** start of Provided text **

In the first part, we investigate the properties of the pion quasiparticle along a coarse temperature scan around the finite temperature crossover.
Using simulations with $\mathcal{O}(a)$-improved Wilson quarks and physical up, down and strange quark masses,
we study the properties of thermal QCD matter at the temperatures $T=\{128,154,192\}$\,MeV with a fixed lattice spacing $a=0.064$\,fm and volume $V=(6.1\,\text{fm})^3$.
At low momenta, the dispersion relation of the pion quasiparticle is governed by a \gls{rgi} parameter $u(T)$, which is directly accessible on the lattice from screening quantities. This temperature-dependent parameter plays a dual role: it predicts the modified dispersion relation and relates the (\textit{static}) screening mass to the (\textit{dynamic}) pole mass.
We find that the pion quasiparticle---defined via the low-energy pole of the axial charge two-point function---becomes lighter with increasing temperature. We argue, based on hydrodynamic considerations, that this pole becomes purely diffusive above the chiral crossover.
We further analyze the thermal modifications of the isovector vector and axial-vector spectral functions using the Backus-Gilbert method. The vector channel shows enhancement at low energies and depletion around 1\,GeV,
while the axial-vector channel exhibits a larger enhancement below 1\,GeV.
These findings are consistent with spectral sum rules.
Additionally, we study several chiral symmetry restoration order parameters, with particular focus on the vector–axial-vector correlator difference, which is phenomenologically relevant and found to be suppressed by over an order of magnitude at the crossover.
The second part of this thesis addresses the photon emissivity of the quark-gluon plasma (QGP). Estimating the full energy-differential photon emissivity from lattice QCD requires solving a numerically ill-posed inverse problem. However, energy-integrated quantities---such as energy moments---can be accessed without this inversion by evaluating spatially transverse Euclidean correlators $H_E(\omega_n)$ at imaginary spatial momenta.

** end of Provided text **
** start of Entries **

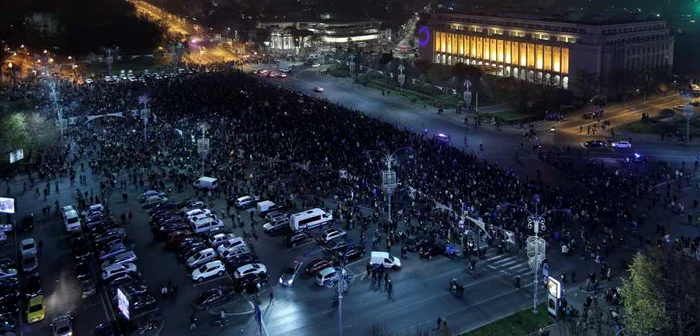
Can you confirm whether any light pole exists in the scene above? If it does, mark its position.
[197,123,209,175]
[398,64,406,91]
[367,146,413,223]
[348,54,355,77]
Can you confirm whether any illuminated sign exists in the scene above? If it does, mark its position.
[10,148,24,164]
[547,277,561,299]
[0,197,15,214]
[418,26,430,47]
[117,287,130,320]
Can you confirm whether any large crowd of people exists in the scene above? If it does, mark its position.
[2,59,675,302]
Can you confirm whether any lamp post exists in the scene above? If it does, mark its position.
[398,64,406,91]
[348,54,355,77]
[368,146,413,223]
[197,123,209,175]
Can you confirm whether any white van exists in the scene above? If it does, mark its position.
[192,176,219,189]
[192,217,224,233]
[63,210,80,232]
[187,248,216,268]
[316,267,347,286]
[369,251,401,269]
[100,251,137,269]
[289,208,333,232]
[255,201,275,214]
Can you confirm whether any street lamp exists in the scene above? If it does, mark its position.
[367,146,413,223]
[399,64,406,91]
[348,54,355,77]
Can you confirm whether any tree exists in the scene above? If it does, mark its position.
[622,246,700,336]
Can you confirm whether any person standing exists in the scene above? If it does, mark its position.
[190,313,197,331]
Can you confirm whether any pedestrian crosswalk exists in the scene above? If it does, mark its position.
[486,254,532,277]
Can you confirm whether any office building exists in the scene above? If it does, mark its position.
[419,12,674,89]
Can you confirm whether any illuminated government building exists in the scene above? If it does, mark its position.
[419,12,673,89]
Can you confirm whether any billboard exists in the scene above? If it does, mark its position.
[117,287,130,320]
[10,148,24,164]
[0,197,15,214]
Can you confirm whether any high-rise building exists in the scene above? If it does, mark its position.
[418,12,674,89]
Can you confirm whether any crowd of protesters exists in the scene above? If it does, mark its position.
[3,63,697,326]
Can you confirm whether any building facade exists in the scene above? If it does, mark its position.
[419,13,673,89]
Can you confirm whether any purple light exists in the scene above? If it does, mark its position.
[418,26,430,47]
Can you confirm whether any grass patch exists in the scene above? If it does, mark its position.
[615,116,700,138]
[85,57,171,76]
[367,80,462,109]
[461,303,552,336]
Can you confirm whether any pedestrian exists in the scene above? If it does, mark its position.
[190,313,197,331]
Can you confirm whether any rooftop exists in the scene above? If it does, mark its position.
[435,11,662,26]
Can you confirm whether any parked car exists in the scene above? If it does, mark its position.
[22,254,39,273]
[284,231,310,248]
[304,257,333,275]
[51,314,73,336]
[27,295,46,323]
[192,260,226,282]
[22,274,44,298]
[192,287,233,310]
[19,238,37,255]
[279,262,303,286]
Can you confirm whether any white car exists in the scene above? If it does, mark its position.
[209,233,236,247]
[216,237,246,253]
[102,263,137,280]
[192,260,226,282]
[610,140,632,148]
[233,263,267,279]
[19,238,37,255]
[185,209,211,221]
[318,229,347,244]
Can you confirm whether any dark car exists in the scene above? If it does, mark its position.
[583,140,605,148]
[75,262,92,281]
[107,279,148,300]
[304,258,333,275]
[406,236,433,252]
[337,246,366,261]
[80,279,97,299]
[284,232,310,248]
[151,223,189,240]
[659,109,676,117]
[148,201,177,215]
[224,253,260,271]
[233,272,269,293]
[0,257,17,269]
[177,243,209,262]
[192,287,233,310]
[419,241,445,258]
[17,215,34,232]
[0,287,21,304]
[165,236,202,250]
[0,300,19,316]
[22,274,44,298]
[73,241,92,261]
[105,273,139,287]
[93,228,126,244]
[129,294,156,314]
[0,276,19,288]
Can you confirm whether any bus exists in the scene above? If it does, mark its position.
[289,208,333,232]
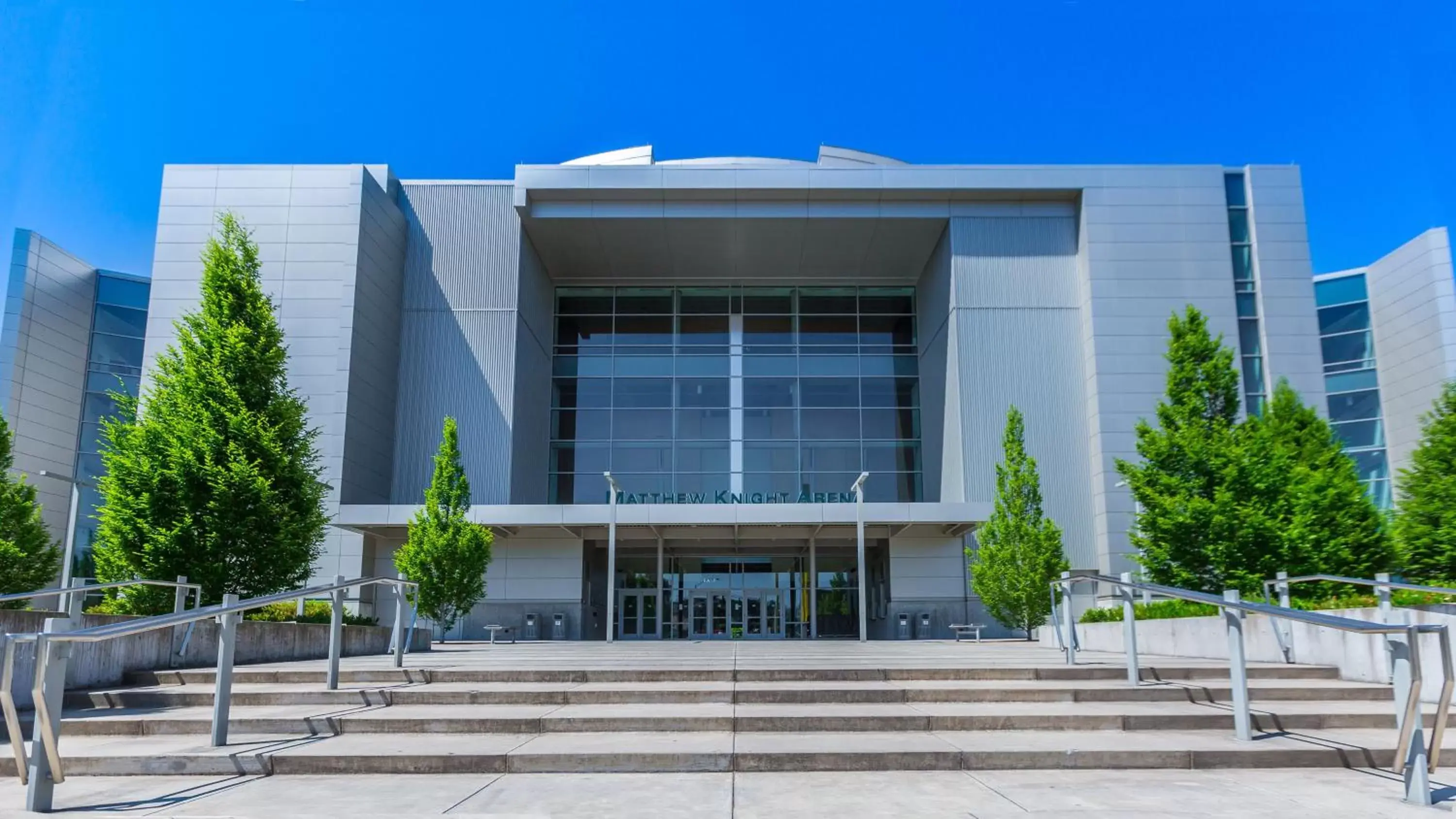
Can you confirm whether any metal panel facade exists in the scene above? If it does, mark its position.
[1366,227,1456,475]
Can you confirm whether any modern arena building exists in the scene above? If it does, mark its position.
[5,147,1325,640]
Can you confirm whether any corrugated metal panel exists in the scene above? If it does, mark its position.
[916,231,960,500]
[511,236,553,503]
[955,309,1096,567]
[339,173,408,503]
[390,310,518,503]
[951,215,1080,307]
[1366,229,1456,475]
[400,183,521,310]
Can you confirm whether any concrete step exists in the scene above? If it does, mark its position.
[66,679,1392,708]
[0,730,1456,777]
[127,660,1340,685]
[20,701,1436,736]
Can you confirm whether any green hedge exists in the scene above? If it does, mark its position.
[1080,589,1456,622]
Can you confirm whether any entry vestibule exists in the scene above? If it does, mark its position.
[613,540,890,640]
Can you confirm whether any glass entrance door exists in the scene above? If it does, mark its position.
[617,589,661,640]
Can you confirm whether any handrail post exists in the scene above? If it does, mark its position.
[1061,572,1077,665]
[325,574,345,691]
[1223,589,1254,740]
[1386,612,1447,804]
[1265,572,1294,662]
[1118,572,1142,685]
[167,574,189,668]
[25,620,80,813]
[213,593,242,748]
[1374,572,1396,685]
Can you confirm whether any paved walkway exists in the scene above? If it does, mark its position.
[0,770,1456,819]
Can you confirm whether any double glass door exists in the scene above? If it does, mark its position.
[687,589,783,640]
[617,589,661,640]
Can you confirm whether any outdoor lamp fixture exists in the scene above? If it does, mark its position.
[35,470,90,611]
[849,473,869,643]
[601,471,622,643]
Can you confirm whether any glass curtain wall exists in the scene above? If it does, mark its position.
[73,271,151,577]
[1315,274,1390,509]
[1223,173,1268,414]
[549,287,922,503]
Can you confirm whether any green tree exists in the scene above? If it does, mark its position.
[395,416,492,634]
[1395,381,1456,580]
[967,406,1067,640]
[1117,306,1241,590]
[1246,378,1395,589]
[0,417,61,608]
[93,214,328,612]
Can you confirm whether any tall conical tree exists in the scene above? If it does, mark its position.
[1226,378,1395,589]
[1117,306,1245,590]
[0,417,61,608]
[95,214,328,612]
[1395,381,1456,582]
[967,406,1067,640]
[395,416,494,639]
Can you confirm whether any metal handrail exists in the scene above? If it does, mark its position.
[1264,574,1456,599]
[0,580,202,604]
[0,577,419,784]
[1051,572,1456,804]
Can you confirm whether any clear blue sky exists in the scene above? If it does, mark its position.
[0,0,1456,272]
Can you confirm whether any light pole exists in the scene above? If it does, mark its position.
[601,471,622,643]
[36,470,90,611]
[849,473,869,643]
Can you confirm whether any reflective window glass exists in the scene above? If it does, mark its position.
[743,378,798,408]
[93,304,147,338]
[1319,301,1370,335]
[556,287,612,316]
[1315,274,1366,307]
[96,272,151,310]
[1319,330,1374,362]
[1326,390,1380,420]
[799,378,859,408]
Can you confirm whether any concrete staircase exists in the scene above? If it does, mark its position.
[0,643,1456,775]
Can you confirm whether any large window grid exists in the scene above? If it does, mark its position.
[1223,173,1268,414]
[550,287,922,503]
[73,271,151,576]
[1315,275,1390,508]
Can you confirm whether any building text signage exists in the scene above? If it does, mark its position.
[607,489,855,503]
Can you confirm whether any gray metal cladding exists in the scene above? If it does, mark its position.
[390,310,515,503]
[929,215,1098,566]
[916,225,960,500]
[402,183,521,310]
[339,173,408,503]
[951,215,1080,307]
[390,182,533,503]
[511,234,555,503]
[955,309,1098,567]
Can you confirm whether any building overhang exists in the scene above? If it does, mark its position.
[333,503,992,541]
[514,163,1080,284]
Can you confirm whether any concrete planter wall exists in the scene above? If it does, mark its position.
[0,609,430,707]
[1038,605,1456,703]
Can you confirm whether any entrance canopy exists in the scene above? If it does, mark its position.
[333,503,992,540]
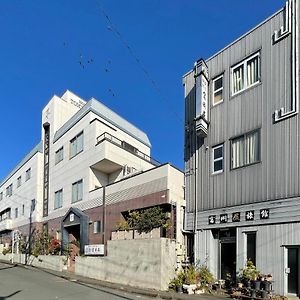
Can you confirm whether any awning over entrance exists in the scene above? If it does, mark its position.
[61,207,89,253]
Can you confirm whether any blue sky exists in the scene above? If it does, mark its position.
[0,0,285,179]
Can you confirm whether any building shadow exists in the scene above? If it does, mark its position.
[0,290,22,300]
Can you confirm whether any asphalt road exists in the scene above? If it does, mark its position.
[0,263,153,300]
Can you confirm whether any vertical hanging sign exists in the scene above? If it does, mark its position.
[194,59,208,137]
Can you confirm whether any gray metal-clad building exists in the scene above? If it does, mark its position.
[183,0,300,295]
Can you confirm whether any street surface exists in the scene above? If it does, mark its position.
[0,263,153,300]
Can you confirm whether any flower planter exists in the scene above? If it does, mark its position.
[253,280,261,290]
[182,284,197,295]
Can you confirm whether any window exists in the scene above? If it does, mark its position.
[17,176,22,187]
[231,52,260,95]
[30,199,36,212]
[54,189,63,209]
[94,221,101,233]
[25,168,31,181]
[246,232,256,265]
[72,179,83,202]
[213,75,223,105]
[70,132,83,158]
[6,183,12,196]
[55,147,64,164]
[231,130,260,169]
[212,144,224,174]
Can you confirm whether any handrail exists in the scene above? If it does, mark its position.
[96,132,161,166]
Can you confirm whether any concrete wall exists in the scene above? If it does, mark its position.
[75,238,176,290]
[0,254,67,272]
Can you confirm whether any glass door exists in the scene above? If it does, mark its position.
[288,248,299,295]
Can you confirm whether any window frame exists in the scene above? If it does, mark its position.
[71,179,83,203]
[69,130,84,159]
[211,143,225,175]
[54,189,63,209]
[5,183,13,197]
[230,128,261,170]
[245,231,257,265]
[230,50,261,97]
[93,220,102,234]
[25,168,31,182]
[212,73,224,107]
[55,146,64,165]
[17,176,22,188]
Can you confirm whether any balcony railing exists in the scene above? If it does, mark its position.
[96,132,161,166]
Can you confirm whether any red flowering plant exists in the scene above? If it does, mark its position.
[49,238,61,255]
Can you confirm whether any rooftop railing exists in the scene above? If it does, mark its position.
[96,132,161,166]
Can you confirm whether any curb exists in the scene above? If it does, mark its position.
[0,260,226,300]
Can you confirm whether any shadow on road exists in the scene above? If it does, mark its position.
[31,267,139,300]
[0,265,17,272]
[0,290,21,300]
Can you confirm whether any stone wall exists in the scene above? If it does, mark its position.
[0,254,67,272]
[75,238,176,290]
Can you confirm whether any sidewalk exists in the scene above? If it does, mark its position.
[1,261,227,300]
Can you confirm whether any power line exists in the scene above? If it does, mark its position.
[96,0,183,124]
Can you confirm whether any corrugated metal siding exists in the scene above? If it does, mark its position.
[185,7,300,213]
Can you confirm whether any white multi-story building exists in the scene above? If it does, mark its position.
[0,91,184,260]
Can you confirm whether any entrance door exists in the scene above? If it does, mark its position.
[288,248,299,295]
[220,241,236,280]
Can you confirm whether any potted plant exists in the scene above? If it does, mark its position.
[182,265,199,294]
[169,271,185,294]
[240,260,259,288]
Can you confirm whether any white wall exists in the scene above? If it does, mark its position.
[0,152,43,228]
[75,239,176,290]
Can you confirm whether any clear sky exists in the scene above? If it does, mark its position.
[0,0,285,180]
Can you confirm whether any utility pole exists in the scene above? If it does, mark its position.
[102,185,106,255]
[25,199,35,265]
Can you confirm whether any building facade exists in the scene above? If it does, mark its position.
[183,0,300,295]
[0,91,185,264]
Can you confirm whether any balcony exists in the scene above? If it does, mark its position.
[91,132,160,173]
[0,219,13,232]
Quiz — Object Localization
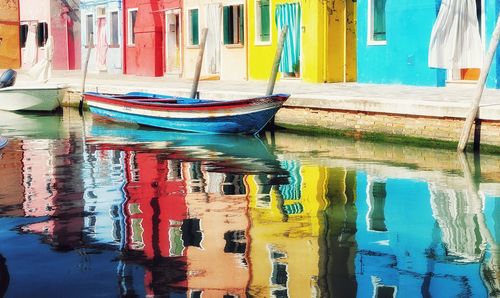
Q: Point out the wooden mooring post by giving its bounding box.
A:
[457,14,500,152]
[190,28,208,98]
[78,33,94,115]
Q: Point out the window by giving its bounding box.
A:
[368,0,386,44]
[19,24,28,48]
[188,9,200,46]
[36,22,49,47]
[127,8,137,46]
[223,4,244,44]
[255,0,271,43]
[85,14,94,47]
[110,11,120,47]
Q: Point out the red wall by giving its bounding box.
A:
[123,0,181,76]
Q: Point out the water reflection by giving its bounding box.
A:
[0,110,500,297]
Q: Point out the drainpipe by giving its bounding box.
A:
[121,0,128,74]
[243,1,248,81]
[323,1,328,83]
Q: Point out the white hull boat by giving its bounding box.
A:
[0,84,67,111]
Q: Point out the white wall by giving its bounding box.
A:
[182,0,247,80]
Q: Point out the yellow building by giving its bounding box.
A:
[247,0,356,82]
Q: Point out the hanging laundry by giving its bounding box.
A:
[429,0,483,69]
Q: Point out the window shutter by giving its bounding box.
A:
[191,9,199,45]
[239,4,245,44]
[223,6,233,44]
[260,0,271,41]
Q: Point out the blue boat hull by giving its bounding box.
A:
[90,106,279,134]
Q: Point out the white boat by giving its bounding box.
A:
[0,83,68,111]
[0,37,68,111]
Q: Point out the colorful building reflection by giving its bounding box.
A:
[9,134,498,297]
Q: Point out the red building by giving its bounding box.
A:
[123,0,182,76]
[19,0,80,70]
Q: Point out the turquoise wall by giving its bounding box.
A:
[484,0,500,89]
[357,0,446,86]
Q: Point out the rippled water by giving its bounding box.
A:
[0,109,500,297]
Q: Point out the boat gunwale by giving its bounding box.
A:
[84,92,290,111]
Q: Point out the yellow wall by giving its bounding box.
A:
[247,0,356,83]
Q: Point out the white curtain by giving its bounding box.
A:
[429,0,483,69]
[96,18,108,70]
[28,36,54,83]
[204,3,222,74]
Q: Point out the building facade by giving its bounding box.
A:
[183,0,249,80]
[80,0,123,73]
[123,0,182,77]
[248,0,357,83]
[0,0,21,69]
[357,0,500,88]
[19,0,80,70]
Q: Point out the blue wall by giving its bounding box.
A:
[357,0,446,86]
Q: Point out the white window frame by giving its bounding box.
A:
[95,5,107,19]
[366,0,387,46]
[127,8,139,46]
[254,0,273,46]
[186,7,201,48]
[108,9,120,48]
[84,12,96,48]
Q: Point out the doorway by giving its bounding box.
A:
[165,9,182,74]
[203,3,222,75]
[276,3,302,78]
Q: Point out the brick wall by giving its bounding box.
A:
[276,108,500,146]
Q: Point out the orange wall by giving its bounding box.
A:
[0,0,21,69]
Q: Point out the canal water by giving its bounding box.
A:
[0,109,500,297]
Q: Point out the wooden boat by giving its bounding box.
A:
[84,92,290,134]
[0,84,67,111]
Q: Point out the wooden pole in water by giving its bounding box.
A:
[78,33,94,114]
[457,14,500,152]
[266,25,288,96]
[190,28,208,98]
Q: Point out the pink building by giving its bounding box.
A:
[19,0,81,70]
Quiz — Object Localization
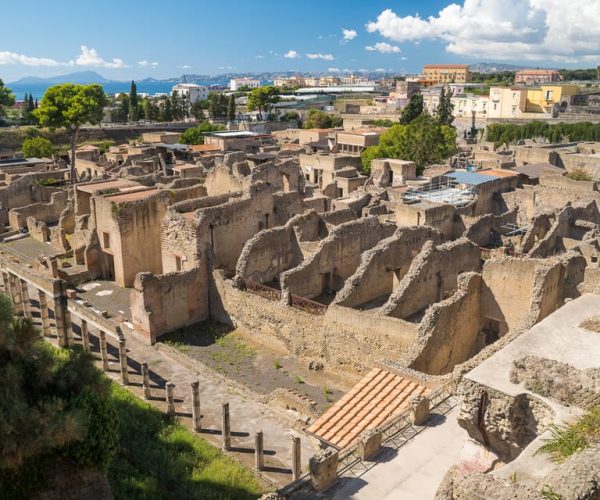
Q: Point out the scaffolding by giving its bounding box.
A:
[403,177,477,207]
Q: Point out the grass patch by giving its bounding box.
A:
[537,406,600,462]
[108,383,263,500]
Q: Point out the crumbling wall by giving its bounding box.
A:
[131,264,209,344]
[457,378,555,462]
[381,238,481,318]
[196,185,304,274]
[8,191,67,229]
[281,217,396,298]
[406,273,481,375]
[335,226,444,307]
[210,271,415,375]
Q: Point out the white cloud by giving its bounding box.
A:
[0,51,66,66]
[138,59,158,68]
[75,45,127,68]
[367,0,600,63]
[0,45,128,68]
[342,28,358,41]
[365,42,401,54]
[306,54,335,61]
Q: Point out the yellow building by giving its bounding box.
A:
[421,64,470,85]
[525,85,577,114]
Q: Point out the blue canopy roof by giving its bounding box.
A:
[445,171,499,186]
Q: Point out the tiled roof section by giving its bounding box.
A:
[308,368,429,449]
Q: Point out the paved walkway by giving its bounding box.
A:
[30,290,316,486]
[333,407,467,500]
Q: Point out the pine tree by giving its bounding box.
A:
[436,87,454,126]
[227,94,235,122]
[129,80,140,122]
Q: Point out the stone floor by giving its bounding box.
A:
[25,287,317,487]
[333,407,467,500]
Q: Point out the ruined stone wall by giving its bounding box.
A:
[463,210,517,247]
[281,217,396,298]
[8,191,68,229]
[382,238,481,318]
[335,226,444,307]
[196,186,304,274]
[407,273,481,375]
[131,262,209,344]
[0,171,64,224]
[210,271,415,375]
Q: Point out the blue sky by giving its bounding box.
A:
[0,0,600,81]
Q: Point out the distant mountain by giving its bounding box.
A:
[469,63,552,73]
[11,71,112,85]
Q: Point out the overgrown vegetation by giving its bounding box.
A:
[487,121,600,145]
[361,113,456,175]
[108,384,262,500]
[304,109,344,128]
[538,406,600,462]
[0,295,119,499]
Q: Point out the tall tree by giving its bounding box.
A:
[436,86,454,126]
[34,83,108,183]
[248,85,281,120]
[227,94,235,122]
[129,80,140,122]
[400,93,423,125]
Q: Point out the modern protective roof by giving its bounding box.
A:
[308,368,429,449]
[445,170,499,186]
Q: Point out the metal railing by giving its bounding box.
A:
[290,294,327,314]
[244,279,281,301]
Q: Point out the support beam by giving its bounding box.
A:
[191,380,202,432]
[119,339,129,385]
[8,274,23,314]
[38,290,51,337]
[19,279,31,318]
[81,319,90,352]
[142,361,152,399]
[254,431,265,471]
[222,403,231,451]
[292,436,302,481]
[165,382,175,416]
[98,330,108,372]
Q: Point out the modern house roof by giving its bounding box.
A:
[308,368,429,449]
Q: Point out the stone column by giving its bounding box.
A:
[292,436,302,481]
[19,280,31,318]
[254,431,265,471]
[142,361,152,399]
[222,403,231,450]
[410,396,429,425]
[98,330,108,372]
[8,274,23,314]
[165,382,175,415]
[54,297,72,347]
[119,339,129,385]
[308,448,339,492]
[357,429,382,460]
[81,319,90,352]
[191,380,202,432]
[38,290,50,337]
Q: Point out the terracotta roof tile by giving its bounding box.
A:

** end of Entries **

- _Tasks to complete_
1. Reproduce the passage of the thesis summary starting at "These findings are" and ending at "imaginary spatial momenta.", substituting "reduced" for "suppressed".
2. Pick up the thesis summary on thermal QCD where it stops and carry it on.

- _Answers per task_
1.
These findings are consistent with spectral sum rules.
Additionally, we study several chiral symmetry restoration order parameters, with particular focus on the vector–axial-vector correlator difference, which is phenomenologically relevant and found to be reduced by over an order of magnitude at the crossover.
The second part of this thesis addresses the photon emissivity of the quark-gluon plasma (QGP). Estimating the full energy-differential photon emissivity from lattice QCD requires solving a numerically ill-posed inverse problem. However, energy-integrated quantities---such as energy moments---can be accessed without this inversion by evaluating spatially transverse Euclidean correlators $H_E(\omega_n)$ at imaginary spatial momenta.

2.
We compute the first energy moment $H_E(\omega_1)$ of the thermal electromagnetic spectral function $\sigma_{\text{em}}(\omega)$ across the same three $N_{\mathrm{f}} = 2+1$ ensembles used in the pion study. Our results indicate that $H_E(\omega_1)$ already reaches values typical of the high-temperature phase near the chiral crossover, suggesting substantial photon emission in the late stages of heavy-ion collisions (HICs).
Apart from this, we examine the first two energy-moments, this time at a fixed temperature in the chirally restored phase using three $N_{\mathrm{f}}=2$ ensembles with lattice spacings in the range of $0.033-0.049$\,fm. Utilizing stochastic momentum wall sources, we improve statistical precision on the relevant correlators by a factor of up to $\approx 40$ compared to our previous analysis using point sources. This allows for a controlled continuum extrapolation of the first two energy moments and a detailed assessment of systematic uncertainties related to large source-sink separations.
Our result for the difference of these two moments---sensitive to photon energies $\omega\gtrsim \pi T$---is below, but compatible with, the value obtained from integrating the leading-order weak-coupling photon spectrum.
These findings contribute to the ongoing effort to resolve the \textit{direct photon puzzle} in HIC phenomenology, where current models struggle to simultaneously account for both photon yield and azimuthal anisotropy.
Finally, we take a first look at the challenging third Matsubara sector and provide a conservative upper bound on the third energy-moment.